— begin Materials provided —

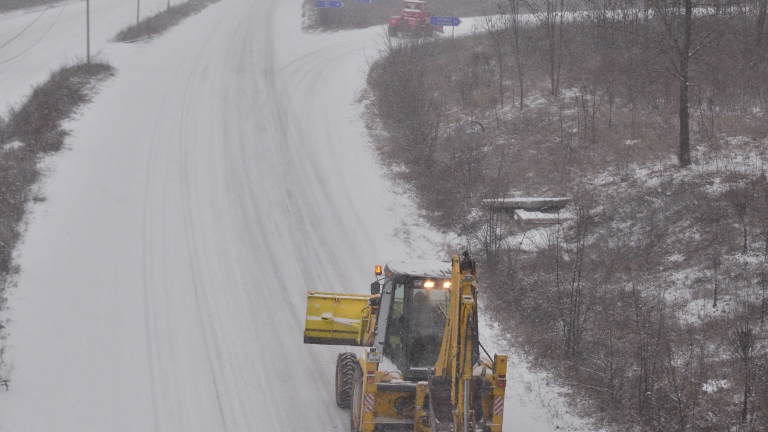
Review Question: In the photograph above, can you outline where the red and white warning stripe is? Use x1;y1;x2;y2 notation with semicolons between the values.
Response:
493;397;504;416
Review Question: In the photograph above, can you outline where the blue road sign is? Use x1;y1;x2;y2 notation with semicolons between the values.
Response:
429;17;461;27
315;0;344;9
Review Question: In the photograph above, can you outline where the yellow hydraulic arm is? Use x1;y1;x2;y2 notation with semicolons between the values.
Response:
435;252;477;432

— end Materials provided —

(Work instructions)
Copy out every line of the data above word for word, leaving out the pictures.

(Answer to this task)
Review Question: In the photograph above, can you outline where the red and white warning stripe is? Use x1;y1;x2;y2 notation with semicolons between the values.
Response:
493;397;504;416
Review Question: In the photograph above, can you outline where the blue road sign is? Use x1;y1;x2;y2 notation with semicolons between the values.
Response:
429;17;461;27
315;0;344;9
Review Question: In the photograph above, can you outline where the yellow hydraulic arm is? Use x1;y1;x2;y2 notation with semicolons between the values.
Response:
435;252;477;432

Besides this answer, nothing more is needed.